Source extract:
It's been a busy few days, in every sense of the word.
It's hard to string together such big and powerful sessions (2m tubes hitting a shallow reed) and such crazy evenings!
I spent my nights from the 22nd to the 24th in the Easkey's pub with the bar people but also with some surfers who came here for the Christmas holidays.
I really think the waves here rival the “world class” criteria of the WSL.
If I can give you an advice: don't lose yourself too much in the pub with all those drinks Kindly being offered by the locals and all those cheap cigarettes, because tomorrow, you will think about your breathing!
I spent Christmas with Tash's family. The welcome was very warm despite the fact that I was stressed as fuck!
With several glasses of red wine and even more beers I ended up relaxing and had a great evening surrounded by her brothers and parents.
Her brothers are about 19 years old and love to put on the boxing gloves after a few drinks. Those who know me know very well how much I love to challenge my friends to a boxing match whenever I drink.
We must have spent 2 hours taking big baths while smoking joints and drinking beer, just the men, while the women chatted in the living room taking care of the kids. It was very cool.
I will never drink so much again. At 11am my eyes were still glued to my latte, chatting with Tash's mother.
I thanked them wholeheartedly for their spontaneous welcome.
I had heard about a spot only 2 minutes from their house. Usually, in Brittany, when you go to check out the local reef on December 26th, with a massive hangover and a 30 knot wind, you don't even really plan on surfing, you go check it out to make sure it's not worth going in the water.

Written problem 1:
In the rows starting at the line that contains "Task: check that each instance of the tropical" and ending at the line that contains "[(807, 137)]", switch "tropical vegetation" to "jungle foliage". Write those lines out again with nothing else altered.

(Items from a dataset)
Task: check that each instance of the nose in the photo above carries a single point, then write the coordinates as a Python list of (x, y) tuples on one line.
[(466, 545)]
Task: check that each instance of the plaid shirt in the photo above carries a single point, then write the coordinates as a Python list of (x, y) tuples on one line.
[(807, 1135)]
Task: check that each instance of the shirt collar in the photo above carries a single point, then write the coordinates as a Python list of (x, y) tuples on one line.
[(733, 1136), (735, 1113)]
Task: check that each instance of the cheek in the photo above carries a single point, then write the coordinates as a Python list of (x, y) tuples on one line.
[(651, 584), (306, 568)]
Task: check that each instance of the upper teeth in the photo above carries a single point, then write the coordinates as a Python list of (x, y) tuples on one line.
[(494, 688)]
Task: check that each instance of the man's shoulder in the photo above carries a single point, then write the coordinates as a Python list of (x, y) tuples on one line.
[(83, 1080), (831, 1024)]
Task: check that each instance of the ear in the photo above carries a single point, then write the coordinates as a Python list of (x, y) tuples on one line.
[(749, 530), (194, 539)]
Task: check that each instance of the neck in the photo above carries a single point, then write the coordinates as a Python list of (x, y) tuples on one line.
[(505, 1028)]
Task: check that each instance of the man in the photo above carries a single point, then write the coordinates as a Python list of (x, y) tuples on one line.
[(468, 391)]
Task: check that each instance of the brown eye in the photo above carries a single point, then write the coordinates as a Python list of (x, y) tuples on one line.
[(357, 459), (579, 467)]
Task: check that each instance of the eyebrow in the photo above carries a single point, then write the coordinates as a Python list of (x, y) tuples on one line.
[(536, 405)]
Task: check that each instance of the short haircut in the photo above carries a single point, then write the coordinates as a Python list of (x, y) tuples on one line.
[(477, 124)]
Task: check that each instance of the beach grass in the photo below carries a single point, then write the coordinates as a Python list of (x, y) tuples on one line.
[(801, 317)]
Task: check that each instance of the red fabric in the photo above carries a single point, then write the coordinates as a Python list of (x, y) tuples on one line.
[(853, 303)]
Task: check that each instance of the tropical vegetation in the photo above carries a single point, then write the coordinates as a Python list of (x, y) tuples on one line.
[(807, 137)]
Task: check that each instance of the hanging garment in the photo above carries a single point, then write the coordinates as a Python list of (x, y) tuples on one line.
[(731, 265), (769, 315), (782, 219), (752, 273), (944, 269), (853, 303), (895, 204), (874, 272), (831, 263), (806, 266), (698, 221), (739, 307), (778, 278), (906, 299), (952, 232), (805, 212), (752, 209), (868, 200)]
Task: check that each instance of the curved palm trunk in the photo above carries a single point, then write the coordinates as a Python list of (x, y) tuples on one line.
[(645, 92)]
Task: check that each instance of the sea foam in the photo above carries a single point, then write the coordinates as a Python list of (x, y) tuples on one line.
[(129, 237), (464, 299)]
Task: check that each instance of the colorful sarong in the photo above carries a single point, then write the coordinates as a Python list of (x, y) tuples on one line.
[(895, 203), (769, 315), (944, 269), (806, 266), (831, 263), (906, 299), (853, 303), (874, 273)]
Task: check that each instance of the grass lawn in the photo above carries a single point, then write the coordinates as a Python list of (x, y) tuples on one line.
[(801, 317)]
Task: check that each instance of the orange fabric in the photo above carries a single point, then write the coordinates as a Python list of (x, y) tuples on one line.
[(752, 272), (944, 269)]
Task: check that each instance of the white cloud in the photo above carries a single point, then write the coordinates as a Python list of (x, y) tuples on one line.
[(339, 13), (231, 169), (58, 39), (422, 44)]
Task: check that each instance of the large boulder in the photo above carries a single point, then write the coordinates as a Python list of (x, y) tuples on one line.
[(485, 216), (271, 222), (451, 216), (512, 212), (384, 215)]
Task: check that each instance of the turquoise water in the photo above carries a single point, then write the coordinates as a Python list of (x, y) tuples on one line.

Written problem 2:
Reproduce the surf trip account word for word, starting at "I really think" and ending at "stressed as fuck!".

Full response 1:
Task: check that each instance of the jungle foliage in the photo above carries a single point, then write the coordinates as a Python list of (x, y) tuples on one line.
[(807, 137)]

Full response 2:
I really think the waves here rival the “world class” criteria of the WSL.
If I can give you an advice: don't lose yourself too much in the pub with all those drinks Kindly being offered by the locals and all those cheap cigarettes, because tomorrow, you will think about your breathing!
I spent Christmas with Tash's family. The welcome was very warm despite the fact that I was stressed as fuck!